• _Exercise brief_
Extract every line of the records below and reproduce each one verbatim, in its original order.
────────
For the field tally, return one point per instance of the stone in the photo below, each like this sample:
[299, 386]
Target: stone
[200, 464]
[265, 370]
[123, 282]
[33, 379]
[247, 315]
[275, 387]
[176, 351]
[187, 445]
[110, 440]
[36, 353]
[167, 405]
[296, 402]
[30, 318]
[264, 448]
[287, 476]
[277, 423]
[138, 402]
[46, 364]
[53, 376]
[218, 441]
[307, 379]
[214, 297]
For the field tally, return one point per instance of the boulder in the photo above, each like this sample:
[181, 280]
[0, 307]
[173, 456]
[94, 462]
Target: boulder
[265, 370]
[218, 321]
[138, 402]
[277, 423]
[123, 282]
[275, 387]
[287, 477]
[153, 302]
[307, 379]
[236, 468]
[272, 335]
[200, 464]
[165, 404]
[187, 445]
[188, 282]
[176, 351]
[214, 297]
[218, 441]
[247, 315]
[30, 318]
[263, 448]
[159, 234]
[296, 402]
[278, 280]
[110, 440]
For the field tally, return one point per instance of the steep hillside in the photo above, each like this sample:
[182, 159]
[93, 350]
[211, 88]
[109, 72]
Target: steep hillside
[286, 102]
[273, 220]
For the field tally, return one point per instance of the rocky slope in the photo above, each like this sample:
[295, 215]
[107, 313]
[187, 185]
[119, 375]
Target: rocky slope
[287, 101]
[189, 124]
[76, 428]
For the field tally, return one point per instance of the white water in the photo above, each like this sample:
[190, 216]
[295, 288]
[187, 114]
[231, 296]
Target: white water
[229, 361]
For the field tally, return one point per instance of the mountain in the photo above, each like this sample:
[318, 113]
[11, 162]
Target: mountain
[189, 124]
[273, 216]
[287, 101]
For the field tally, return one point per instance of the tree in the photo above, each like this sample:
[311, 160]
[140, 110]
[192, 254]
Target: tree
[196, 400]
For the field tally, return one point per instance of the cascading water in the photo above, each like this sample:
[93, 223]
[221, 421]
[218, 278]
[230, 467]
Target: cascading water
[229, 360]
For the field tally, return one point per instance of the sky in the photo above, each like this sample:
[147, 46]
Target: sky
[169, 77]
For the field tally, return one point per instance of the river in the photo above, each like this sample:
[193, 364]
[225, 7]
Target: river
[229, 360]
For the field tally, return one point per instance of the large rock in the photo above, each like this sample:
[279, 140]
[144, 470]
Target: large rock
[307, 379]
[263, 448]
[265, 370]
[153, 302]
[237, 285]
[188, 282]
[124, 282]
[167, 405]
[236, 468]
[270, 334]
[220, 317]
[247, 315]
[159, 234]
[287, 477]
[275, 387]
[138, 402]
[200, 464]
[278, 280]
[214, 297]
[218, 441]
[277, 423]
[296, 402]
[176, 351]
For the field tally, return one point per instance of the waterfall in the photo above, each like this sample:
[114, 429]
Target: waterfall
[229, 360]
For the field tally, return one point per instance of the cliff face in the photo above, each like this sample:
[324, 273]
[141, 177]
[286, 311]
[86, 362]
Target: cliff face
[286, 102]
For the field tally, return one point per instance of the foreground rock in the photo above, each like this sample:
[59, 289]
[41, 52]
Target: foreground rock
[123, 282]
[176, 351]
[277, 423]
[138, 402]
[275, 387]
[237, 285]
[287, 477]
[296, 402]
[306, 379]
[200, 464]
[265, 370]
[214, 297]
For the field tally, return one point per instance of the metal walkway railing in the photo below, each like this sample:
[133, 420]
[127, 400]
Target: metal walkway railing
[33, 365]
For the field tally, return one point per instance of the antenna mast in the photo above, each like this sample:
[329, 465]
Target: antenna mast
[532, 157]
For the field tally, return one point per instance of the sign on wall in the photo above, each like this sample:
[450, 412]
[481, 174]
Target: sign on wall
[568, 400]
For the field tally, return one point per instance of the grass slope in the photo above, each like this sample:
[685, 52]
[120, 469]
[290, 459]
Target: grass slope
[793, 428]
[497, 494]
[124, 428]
────────
• _Response_
For the field tally, return one point per instance of the stone in the photo below, each like this sample:
[299, 386]
Target: stone
[200, 464]
[265, 370]
[123, 282]
[33, 379]
[247, 315]
[275, 387]
[176, 351]
[187, 445]
[110, 440]
[36, 353]
[167, 405]
[296, 402]
[30, 318]
[264, 448]
[287, 476]
[277, 423]
[138, 402]
[46, 364]
[53, 376]
[218, 441]
[307, 379]
[214, 297]
For the field tally, return one point per instance of the boulder in the photo above, each like this sample:
[181, 280]
[0, 307]
[173, 456]
[94, 462]
Target: boulder
[265, 370]
[218, 321]
[138, 402]
[277, 423]
[123, 282]
[275, 387]
[287, 477]
[153, 302]
[307, 379]
[236, 468]
[272, 335]
[200, 464]
[165, 404]
[187, 445]
[188, 282]
[176, 351]
[214, 297]
[218, 441]
[247, 315]
[30, 318]
[263, 448]
[159, 234]
[296, 402]
[278, 280]
[110, 440]
For the field tally, return one point per instance of the steep hillside in the photo above, each like this sample:
[182, 159]
[93, 350]
[211, 88]
[109, 72]
Target: steep hillside
[286, 102]
[273, 220]
For the field tally, return one point per instance of the rocky slope in the photo above, each like this sample:
[295, 215]
[107, 313]
[187, 185]
[119, 375]
Target: rocky slope
[287, 101]
[189, 124]
[76, 428]
For the field tally, return one point per instance of the white water in the photo above, each like this sample:
[190, 216]
[295, 288]
[187, 114]
[231, 296]
Target: white water
[229, 361]
For the field tally, return one point per instance of the mountain in the photo above, each like this sample:
[318, 113]
[11, 162]
Target: mountain
[189, 124]
[273, 216]
[287, 101]
For the field tally, return one point per instance of the tree in the photo above, each like this sample:
[311, 160]
[140, 110]
[192, 254]
Target: tree
[196, 400]
For the field tally, return one point per instance of the cascading water in the photo above, each like this sample:
[93, 223]
[221, 421]
[218, 278]
[230, 467]
Target: cascading water
[229, 360]
For the field tally, return one point per instance of the sky in the photo above, each like this sample:
[147, 46]
Target: sky
[169, 77]
For the field tally, return one point per instance of the river in the photo above, each like this sample:
[193, 364]
[225, 7]
Target: river
[229, 360]
For the field tally, return one point per instance of the large rock in the photo above, each like this sample:
[279, 140]
[144, 470]
Target: large rock
[307, 379]
[263, 448]
[265, 370]
[153, 302]
[237, 285]
[188, 282]
[124, 282]
[167, 405]
[236, 468]
[270, 334]
[220, 317]
[247, 315]
[159, 234]
[287, 477]
[275, 387]
[138, 402]
[200, 464]
[278, 280]
[214, 297]
[218, 441]
[277, 423]
[296, 402]
[176, 351]
For the field tally, return one point per instance of the waterfall in the photo above, each like this sample:
[114, 429]
Target: waterfall
[229, 360]
For the field tally, return one point per instance of the cliff face in the photo above, each like this sample:
[324, 273]
[141, 177]
[286, 311]
[86, 362]
Target: cliff face
[286, 102]
For the field tally, return one point per instance of the foreground rock in the photo above, each like this sample:
[59, 289]
[41, 52]
Target: foreground rock
[123, 282]
[176, 351]
[277, 423]
[138, 402]
[275, 387]
[237, 285]
[287, 477]
[296, 402]
[306, 379]
[200, 464]
[265, 370]
[214, 297]
For the field tally, return one point per instance of the metal walkway railing in the photo below, each like this sample:
[133, 420]
[127, 400]
Target: metal walkway railing
[33, 365]
For the field tally, return one point per instance of the antenna mast in the photo above, each like this sample:
[329, 465]
Target: antenna mast
[532, 157]
For the field tally, return one point per instance of the sign on wall in the photo above, each like this sample:
[450, 412]
[481, 174]
Target: sign on wall
[568, 400]
For the field tally, return one point per instance of the grass slope in the photo above, each like this sample:
[685, 52]
[120, 469]
[290, 459]
Target: grass slope
[793, 428]
[497, 494]
[124, 428]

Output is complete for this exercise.